Exercise brief: Can you copy out, word for word, every line of the records from the line containing "Query: concrete pool deck" through the last line of the records, both included?

Provided records:
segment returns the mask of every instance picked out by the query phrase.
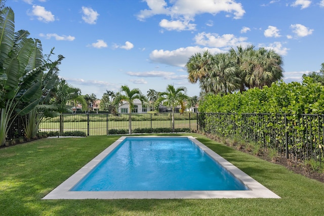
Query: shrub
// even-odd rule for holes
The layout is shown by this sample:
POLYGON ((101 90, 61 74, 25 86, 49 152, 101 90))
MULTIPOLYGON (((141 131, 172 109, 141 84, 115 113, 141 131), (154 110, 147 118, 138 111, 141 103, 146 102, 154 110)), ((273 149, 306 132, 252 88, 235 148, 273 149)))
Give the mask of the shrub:
POLYGON ((126 129, 110 129, 108 132, 108 134, 127 134, 128 130, 126 129))
POLYGON ((79 131, 66 131, 64 132, 64 137, 86 137, 87 134, 85 132, 79 131))

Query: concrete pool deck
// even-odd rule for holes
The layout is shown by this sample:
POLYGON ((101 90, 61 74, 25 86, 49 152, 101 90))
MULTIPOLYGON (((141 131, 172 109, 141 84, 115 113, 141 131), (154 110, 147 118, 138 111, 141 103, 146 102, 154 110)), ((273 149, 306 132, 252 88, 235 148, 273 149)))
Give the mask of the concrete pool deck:
MULTIPOLYGON (((238 169, 192 137, 185 137, 228 170, 248 187, 250 190, 233 191, 70 191, 69 190, 95 167, 127 137, 122 137, 43 199, 214 199, 280 198, 280 197, 238 169)), ((162 137, 156 137, 161 138, 162 137)), ((167 137, 169 138, 172 137, 167 137)))

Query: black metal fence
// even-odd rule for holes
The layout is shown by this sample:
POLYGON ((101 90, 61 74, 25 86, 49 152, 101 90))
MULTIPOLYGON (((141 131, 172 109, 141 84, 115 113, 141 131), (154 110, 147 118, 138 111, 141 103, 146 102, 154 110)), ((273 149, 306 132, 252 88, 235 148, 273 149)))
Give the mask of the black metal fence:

Exercise result:
Query: concrete pool deck
// even-odd rule for holes
The layout is shown by this sample:
POLYGON ((101 90, 61 74, 25 86, 49 152, 101 90))
MULTIPOLYGON (((141 131, 172 109, 141 84, 115 113, 141 131), (154 110, 147 118, 138 111, 141 103, 146 102, 154 110)), ((273 149, 306 132, 252 88, 235 148, 273 149)))
Give the mask of the concrete pool deck:
MULTIPOLYGON (((238 169, 192 137, 185 137, 228 170, 248 187, 250 190, 233 191, 70 191, 69 190, 95 167, 127 137, 122 137, 43 199, 214 199, 280 198, 280 197, 238 169)), ((162 137, 156 137, 161 138, 162 137)), ((167 137, 169 138, 172 137, 167 137)))

Query: black metal fence
// even-odd rule for holes
The layout is shown by this sample:
POLYGON ((101 90, 61 74, 25 86, 49 152, 101 90))
MULTIPOLYGON (((141 131, 172 109, 141 84, 115 113, 141 131), (154 110, 147 118, 138 111, 141 103, 146 102, 154 110)), ((273 149, 306 132, 252 88, 235 148, 273 149)))
Give the mask of the black metal fence:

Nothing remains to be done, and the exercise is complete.